課題:
以下に示す、呼吸器と腹部の身体診察に関する英語表現を扱った抜粋を、最後の文の後から書き継いでください。

抜粋:
Dr.押味の医学英語カフェ

Menu 23 呼吸器と腹部の身体診察に関する英語表現

こんにちは。「医学英語カフェ」にようこそ!

ここは「コーヒー1杯分」の時間で、医学英語にまつわる話を気軽に楽しんでいただくコーナーです。

本日のテーマは「呼吸器と腹部の身体診察に関する英語表現」。

2021 年1月26日に USMLE Step 2 Clinical Skills (CS) の廃止が発表されました。模擬患者さんを相手に history taking や physical exam を行うこの試験は英語を母国語としない受験者にとっては難しい試験と考えられていました。今後しばらくはこの Step 2 CS で評価されていた physical exam の内容が、他の USMLE の試験で評価されることとなりそうです。そしてそういった試験では physical exam に関する「正しい」英語表現を知っておくことも重要となります。

そこで今月は呼吸器と腹部の身体診察に関する英語表現をご紹介します。

cachexiaって何?
循環器の身体診察に関する英語表現」でご紹介した通り、英語圏では general inspection全身観察」に続いて vital signs を確認した後 hand exam を行い、その後はhead/eyes/ears/nose/throat (HEENT) からlower extremities に向かって診察を進めていきます。日本では「腹部の身体診察」は侵襲が少ない「視診」→「聴診」→「打診」→「触診」の順序で行うことが一般的ですが、英語圏では診察する部位に関わらず、inspection視診」→  palpation触診」→ percussion打診」→ auscultation聴診」の順序で行うことが一般的ですので注意してください。

OSCE であれば respiratory exam呼吸器の診察」と abdominal exam腹部の診察」は分けて実施されますが、今回はこの2つを同時にご紹介します。

データ項目:
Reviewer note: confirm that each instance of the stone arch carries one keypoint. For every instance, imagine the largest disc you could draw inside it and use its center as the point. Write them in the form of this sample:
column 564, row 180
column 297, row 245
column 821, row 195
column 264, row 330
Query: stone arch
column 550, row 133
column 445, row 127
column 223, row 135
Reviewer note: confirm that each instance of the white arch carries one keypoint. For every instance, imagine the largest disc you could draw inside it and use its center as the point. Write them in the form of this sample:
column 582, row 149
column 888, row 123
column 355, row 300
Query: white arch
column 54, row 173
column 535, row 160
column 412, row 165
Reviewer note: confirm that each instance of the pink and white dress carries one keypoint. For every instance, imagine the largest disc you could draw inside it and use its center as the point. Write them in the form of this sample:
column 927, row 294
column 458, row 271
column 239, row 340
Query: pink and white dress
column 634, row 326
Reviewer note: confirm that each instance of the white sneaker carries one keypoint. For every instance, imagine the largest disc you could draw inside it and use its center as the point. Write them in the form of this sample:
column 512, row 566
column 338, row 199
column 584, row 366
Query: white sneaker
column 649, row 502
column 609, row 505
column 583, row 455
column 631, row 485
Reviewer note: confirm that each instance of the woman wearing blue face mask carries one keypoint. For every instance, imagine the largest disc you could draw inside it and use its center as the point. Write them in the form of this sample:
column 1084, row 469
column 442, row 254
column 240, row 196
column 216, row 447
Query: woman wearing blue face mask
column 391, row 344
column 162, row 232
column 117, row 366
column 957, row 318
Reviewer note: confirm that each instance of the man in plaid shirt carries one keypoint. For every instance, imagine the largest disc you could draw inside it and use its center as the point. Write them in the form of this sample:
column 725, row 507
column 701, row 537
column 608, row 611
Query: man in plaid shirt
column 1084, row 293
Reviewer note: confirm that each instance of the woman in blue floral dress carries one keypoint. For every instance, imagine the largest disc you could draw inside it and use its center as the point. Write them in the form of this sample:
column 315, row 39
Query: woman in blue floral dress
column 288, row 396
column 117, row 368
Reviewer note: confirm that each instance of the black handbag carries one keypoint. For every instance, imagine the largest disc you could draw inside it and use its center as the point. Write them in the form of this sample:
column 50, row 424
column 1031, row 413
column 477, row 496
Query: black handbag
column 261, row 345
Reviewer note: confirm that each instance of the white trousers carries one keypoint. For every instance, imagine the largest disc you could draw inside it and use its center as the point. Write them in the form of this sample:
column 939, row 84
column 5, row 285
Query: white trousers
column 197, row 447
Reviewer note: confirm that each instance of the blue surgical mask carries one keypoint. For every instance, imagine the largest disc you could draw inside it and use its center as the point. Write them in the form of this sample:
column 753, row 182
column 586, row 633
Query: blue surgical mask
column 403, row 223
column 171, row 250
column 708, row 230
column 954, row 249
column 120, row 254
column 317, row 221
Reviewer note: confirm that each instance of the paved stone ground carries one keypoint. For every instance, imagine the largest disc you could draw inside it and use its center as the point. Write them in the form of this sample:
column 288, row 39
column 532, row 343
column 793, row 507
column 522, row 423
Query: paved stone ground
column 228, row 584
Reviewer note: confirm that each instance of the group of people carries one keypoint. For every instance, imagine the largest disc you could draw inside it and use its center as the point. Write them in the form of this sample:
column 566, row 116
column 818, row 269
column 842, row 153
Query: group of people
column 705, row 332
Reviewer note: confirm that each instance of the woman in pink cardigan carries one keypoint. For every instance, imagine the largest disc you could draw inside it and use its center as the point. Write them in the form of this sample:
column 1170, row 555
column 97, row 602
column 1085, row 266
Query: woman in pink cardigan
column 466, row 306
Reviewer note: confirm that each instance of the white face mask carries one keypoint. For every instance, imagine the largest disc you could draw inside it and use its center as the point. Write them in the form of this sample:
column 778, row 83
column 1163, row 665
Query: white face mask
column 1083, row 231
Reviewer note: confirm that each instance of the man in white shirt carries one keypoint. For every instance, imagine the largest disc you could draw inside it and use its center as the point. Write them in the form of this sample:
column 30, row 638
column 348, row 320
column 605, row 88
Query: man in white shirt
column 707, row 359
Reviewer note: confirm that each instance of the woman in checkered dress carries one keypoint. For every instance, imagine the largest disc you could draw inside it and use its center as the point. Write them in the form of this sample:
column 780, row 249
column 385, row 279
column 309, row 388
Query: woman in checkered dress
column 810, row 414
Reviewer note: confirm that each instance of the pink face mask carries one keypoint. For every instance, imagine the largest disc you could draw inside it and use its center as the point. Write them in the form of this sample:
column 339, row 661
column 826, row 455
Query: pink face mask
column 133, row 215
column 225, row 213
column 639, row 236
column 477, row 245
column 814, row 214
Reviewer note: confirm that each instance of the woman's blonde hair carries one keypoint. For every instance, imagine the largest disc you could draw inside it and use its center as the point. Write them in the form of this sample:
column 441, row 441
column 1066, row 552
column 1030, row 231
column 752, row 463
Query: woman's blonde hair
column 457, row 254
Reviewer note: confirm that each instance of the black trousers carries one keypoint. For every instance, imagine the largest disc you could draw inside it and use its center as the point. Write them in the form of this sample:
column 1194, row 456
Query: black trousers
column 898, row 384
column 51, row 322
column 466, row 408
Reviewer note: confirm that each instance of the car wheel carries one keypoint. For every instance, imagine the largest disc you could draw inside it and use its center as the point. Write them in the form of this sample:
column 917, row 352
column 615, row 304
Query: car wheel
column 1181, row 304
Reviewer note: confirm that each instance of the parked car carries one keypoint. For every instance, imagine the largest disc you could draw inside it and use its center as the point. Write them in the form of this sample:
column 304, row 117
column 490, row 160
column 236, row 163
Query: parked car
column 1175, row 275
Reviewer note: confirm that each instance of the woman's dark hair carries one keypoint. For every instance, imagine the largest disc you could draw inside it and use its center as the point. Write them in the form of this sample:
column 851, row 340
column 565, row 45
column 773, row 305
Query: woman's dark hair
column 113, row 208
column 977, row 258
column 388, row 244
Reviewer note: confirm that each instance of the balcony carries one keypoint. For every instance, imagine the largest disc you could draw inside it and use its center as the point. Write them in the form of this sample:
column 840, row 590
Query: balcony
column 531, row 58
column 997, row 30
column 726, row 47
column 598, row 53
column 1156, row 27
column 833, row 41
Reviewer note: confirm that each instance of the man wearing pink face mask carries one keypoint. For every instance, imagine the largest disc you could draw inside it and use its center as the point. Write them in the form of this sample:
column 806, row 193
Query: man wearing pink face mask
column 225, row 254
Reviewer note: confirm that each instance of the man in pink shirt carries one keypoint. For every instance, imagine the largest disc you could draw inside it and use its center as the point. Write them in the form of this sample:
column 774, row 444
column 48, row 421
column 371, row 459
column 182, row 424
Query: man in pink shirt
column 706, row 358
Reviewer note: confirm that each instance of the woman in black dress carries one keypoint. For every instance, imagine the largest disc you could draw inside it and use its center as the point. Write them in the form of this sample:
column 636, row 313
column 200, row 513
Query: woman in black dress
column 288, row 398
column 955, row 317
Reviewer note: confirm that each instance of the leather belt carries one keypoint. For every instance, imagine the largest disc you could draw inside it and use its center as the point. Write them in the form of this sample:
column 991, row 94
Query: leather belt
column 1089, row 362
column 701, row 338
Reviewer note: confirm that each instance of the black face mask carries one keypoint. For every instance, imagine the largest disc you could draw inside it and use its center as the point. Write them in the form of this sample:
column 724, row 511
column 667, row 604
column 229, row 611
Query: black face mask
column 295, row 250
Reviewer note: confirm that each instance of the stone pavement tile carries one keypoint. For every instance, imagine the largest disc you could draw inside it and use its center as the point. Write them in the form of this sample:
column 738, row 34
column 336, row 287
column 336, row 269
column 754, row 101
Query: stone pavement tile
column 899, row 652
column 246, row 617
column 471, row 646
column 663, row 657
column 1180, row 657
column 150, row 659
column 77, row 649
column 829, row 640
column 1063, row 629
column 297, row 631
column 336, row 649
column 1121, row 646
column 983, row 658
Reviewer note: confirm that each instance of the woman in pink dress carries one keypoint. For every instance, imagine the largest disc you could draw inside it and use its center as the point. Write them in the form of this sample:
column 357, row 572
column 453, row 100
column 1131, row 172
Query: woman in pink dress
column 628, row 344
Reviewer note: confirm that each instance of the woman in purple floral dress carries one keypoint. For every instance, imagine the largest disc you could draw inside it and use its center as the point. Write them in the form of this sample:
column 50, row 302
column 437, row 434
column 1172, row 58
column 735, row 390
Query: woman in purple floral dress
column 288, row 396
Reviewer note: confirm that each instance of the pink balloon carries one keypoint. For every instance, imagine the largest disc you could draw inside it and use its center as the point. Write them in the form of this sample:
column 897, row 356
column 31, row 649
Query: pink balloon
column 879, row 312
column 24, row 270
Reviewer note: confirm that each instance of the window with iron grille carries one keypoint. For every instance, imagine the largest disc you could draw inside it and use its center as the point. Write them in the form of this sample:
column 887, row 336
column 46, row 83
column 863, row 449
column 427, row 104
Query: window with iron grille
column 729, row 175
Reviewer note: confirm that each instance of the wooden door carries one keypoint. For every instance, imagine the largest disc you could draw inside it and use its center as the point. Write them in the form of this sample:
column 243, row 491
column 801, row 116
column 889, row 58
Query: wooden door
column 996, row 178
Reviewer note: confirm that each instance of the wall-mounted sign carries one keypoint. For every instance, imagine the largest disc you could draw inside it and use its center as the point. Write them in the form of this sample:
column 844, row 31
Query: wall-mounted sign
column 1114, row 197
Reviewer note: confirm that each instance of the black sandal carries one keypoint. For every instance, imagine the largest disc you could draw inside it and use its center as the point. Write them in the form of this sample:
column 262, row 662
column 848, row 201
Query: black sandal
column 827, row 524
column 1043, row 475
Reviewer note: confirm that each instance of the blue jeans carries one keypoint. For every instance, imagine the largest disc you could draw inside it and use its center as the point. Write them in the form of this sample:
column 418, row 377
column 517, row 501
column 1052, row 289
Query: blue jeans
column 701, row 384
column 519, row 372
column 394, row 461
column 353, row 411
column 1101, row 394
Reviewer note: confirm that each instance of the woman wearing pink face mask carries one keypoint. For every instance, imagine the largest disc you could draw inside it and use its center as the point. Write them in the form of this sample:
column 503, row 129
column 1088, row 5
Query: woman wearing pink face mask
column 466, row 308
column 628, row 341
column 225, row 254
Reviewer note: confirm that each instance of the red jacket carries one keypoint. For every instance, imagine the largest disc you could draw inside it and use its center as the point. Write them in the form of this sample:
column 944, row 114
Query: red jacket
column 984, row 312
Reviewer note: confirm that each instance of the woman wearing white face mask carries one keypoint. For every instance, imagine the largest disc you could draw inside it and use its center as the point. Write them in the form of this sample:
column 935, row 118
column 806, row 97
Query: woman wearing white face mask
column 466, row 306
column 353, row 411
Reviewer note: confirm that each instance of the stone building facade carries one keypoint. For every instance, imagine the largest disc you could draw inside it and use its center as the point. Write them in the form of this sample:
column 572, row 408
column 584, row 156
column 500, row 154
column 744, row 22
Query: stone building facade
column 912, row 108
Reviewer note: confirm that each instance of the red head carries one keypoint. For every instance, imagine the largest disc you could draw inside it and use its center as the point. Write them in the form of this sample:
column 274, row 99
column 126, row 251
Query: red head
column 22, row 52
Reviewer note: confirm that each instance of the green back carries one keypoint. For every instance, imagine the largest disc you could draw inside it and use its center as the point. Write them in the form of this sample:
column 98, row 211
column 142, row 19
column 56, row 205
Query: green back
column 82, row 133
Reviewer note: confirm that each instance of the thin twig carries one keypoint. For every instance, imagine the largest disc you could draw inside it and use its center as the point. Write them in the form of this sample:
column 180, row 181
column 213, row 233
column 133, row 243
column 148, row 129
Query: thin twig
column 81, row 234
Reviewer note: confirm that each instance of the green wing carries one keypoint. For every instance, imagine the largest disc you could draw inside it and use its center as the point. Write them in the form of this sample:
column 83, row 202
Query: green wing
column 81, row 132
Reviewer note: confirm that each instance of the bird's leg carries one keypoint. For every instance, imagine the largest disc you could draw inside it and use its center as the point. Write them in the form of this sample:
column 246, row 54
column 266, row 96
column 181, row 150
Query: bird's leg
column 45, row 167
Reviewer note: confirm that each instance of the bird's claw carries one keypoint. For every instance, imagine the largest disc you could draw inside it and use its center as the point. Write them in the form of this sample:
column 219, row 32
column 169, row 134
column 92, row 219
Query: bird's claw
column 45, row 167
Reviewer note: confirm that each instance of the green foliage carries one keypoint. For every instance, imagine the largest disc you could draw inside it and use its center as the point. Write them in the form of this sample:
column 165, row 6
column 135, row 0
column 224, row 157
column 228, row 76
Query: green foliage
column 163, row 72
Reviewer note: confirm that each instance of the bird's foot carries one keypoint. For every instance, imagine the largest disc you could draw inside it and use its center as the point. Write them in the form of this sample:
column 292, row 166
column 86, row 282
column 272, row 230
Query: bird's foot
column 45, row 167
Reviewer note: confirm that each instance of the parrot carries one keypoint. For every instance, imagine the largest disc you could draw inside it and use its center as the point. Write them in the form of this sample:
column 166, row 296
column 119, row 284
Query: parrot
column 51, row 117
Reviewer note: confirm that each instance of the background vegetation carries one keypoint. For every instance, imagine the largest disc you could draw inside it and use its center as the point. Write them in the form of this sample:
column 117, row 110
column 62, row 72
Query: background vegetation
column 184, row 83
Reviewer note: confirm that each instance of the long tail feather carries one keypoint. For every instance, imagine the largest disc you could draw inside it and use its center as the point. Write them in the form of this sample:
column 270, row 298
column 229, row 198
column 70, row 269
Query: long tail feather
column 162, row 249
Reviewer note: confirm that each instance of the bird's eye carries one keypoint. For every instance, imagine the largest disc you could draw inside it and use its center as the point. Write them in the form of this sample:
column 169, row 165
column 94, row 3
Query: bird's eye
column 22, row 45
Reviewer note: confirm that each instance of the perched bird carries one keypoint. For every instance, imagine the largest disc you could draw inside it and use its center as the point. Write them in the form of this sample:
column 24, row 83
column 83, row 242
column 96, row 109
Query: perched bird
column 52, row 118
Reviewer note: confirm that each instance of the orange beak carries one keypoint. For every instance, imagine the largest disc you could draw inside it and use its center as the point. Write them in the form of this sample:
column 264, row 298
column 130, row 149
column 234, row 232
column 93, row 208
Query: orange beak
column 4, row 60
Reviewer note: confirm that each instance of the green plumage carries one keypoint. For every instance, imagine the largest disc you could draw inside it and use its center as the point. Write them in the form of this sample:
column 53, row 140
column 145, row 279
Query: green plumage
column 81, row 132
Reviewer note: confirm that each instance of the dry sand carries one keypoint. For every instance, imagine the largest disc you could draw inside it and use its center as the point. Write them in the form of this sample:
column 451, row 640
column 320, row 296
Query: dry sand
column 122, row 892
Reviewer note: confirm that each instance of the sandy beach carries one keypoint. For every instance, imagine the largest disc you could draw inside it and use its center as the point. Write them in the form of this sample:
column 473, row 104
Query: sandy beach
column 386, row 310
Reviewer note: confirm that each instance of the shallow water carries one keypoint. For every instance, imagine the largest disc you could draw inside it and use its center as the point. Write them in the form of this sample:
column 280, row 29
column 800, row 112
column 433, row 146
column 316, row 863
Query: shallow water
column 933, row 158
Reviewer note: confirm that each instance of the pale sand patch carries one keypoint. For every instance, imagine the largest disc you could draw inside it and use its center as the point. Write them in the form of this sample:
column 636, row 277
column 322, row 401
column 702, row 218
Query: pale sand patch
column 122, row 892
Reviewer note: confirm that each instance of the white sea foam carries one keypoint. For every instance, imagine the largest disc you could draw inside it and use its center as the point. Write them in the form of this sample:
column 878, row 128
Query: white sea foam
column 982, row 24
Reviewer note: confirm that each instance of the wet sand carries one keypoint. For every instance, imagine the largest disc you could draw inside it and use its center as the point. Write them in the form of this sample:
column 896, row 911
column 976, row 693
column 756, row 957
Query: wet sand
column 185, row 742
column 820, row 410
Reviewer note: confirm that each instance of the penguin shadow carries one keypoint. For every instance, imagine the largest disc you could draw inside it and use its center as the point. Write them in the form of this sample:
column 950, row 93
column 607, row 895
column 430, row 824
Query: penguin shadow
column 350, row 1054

解答欄:
最初に行う general inspection は患者さんにベッドに座ってもらい、 “I’m going to start by having a look from the end of the bed.” と言い、必ず患者さんのベッドの足元から全身を観察します。chronic obstructive pulmonary disease (COPD) ではこの general inspection に関して特有の表現があります。chronic bronchitis慢性気管支炎」は cyanosis「チアノーゼ」が現れて thorax「胸郭」が前後に bloated「膨らんだ」外見となるために “blue bloater” と表現されます。これに対して cyanosis が現れずにピンクの皮膚色で puff「息を喘ぐ」外見が特徴的な emphysema「肺気腫」は “pink puffer” と表現されます。

このように general inspection では body habitus体型」にも注意が必要です。「悪液質」という訳語が使われている cachexia(「カシィア」のように発音)ですが、これは「病的に痩せた状態」のイメージを持つ表現で、malignancies や AIDS の患者さんの外見の表現でよく使われます。

leukonychia って何?
次に各部の診察に入ります。最初は hand exam ですので “I’m going to take a look at your hands.” と言って nail inspection から行いましょう。爪に白い斑点が認められる場合、それは leukonychia と呼ばれ、hypoalbuminemia低アルブミン血症」を示唆します。また spoon nails と皆さんが記憶されている「さじ状爪」には koilonychia という医学英語もあります。flapping tremor羽ばたき振戦」としても知られる asterixis ですが、この診察には “Please extend your arms and fingers and hold them.” と言って、患者さんに手首と指を伸展してもらう必要があります。もし筋緊張が消失して手首と指の伸展を保持できない場合、hepatic encephalopathy肝性脳症」による asterixis と呼びます。これは筋緊張の消失によって起こるため、negative myoclonus とも呼ばれます。定義上これは tremor とはなりませんのでご注意を。

次に両手を「回外」してもらって palms手掌」を観察しましょう。手掌が赤くなっていれば、estrogen の増加によって生じた palmar erythema手掌紅斑」です。ちなみに英語で「伏臥位」を prone position、「仰臥位」を supine position と言います。ですから「手の平を伏臥位にする」という動きの「回内」は pronation、「手の平を仰臥位にする」という動きの「回外」は supination と表現されます。

「眼球結膜黄染」と「眼瞼結膜蒼白」は英語で何と言う?
次に HEENT頭頸部」の診察です。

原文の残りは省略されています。